■ **What the task asks**
Print each of the records below word for word, and omit the pictures from your copy.

■ **Extracted entries**
--

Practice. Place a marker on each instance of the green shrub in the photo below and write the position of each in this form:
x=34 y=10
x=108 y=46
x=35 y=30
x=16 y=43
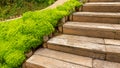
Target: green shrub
x=21 y=35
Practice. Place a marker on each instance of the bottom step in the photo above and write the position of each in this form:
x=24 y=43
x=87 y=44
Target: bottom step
x=46 y=58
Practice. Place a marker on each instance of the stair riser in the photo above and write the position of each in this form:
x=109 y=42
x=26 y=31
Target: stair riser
x=94 y=19
x=103 y=0
x=91 y=33
x=78 y=51
x=101 y=8
x=30 y=65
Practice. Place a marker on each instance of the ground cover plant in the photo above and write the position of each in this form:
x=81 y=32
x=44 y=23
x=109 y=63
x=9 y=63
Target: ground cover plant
x=10 y=8
x=21 y=35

--

■ **Completed exercise**
Practice. Place a marker on each instance of the green shrub in the photo below and write the position of each in this form:
x=34 y=10
x=108 y=46
x=35 y=30
x=16 y=43
Target: green shrub
x=21 y=35
Practice. Place a marker on each instance of the bottom step in the photo above and write the position of each in this form:
x=24 y=43
x=87 y=44
Target: bottom step
x=46 y=58
Practice. Place a marker on each instance of the stair riser in the photo above and write the position of each in this form:
x=109 y=42
x=26 y=31
Target: stair riser
x=94 y=19
x=103 y=0
x=91 y=33
x=78 y=51
x=101 y=8
x=30 y=65
Practice. Place a marker on each instance of the ground cover plant in the photo above and write the position of each in this form:
x=81 y=32
x=44 y=23
x=109 y=63
x=9 y=63
Target: ground cover plant
x=10 y=8
x=21 y=35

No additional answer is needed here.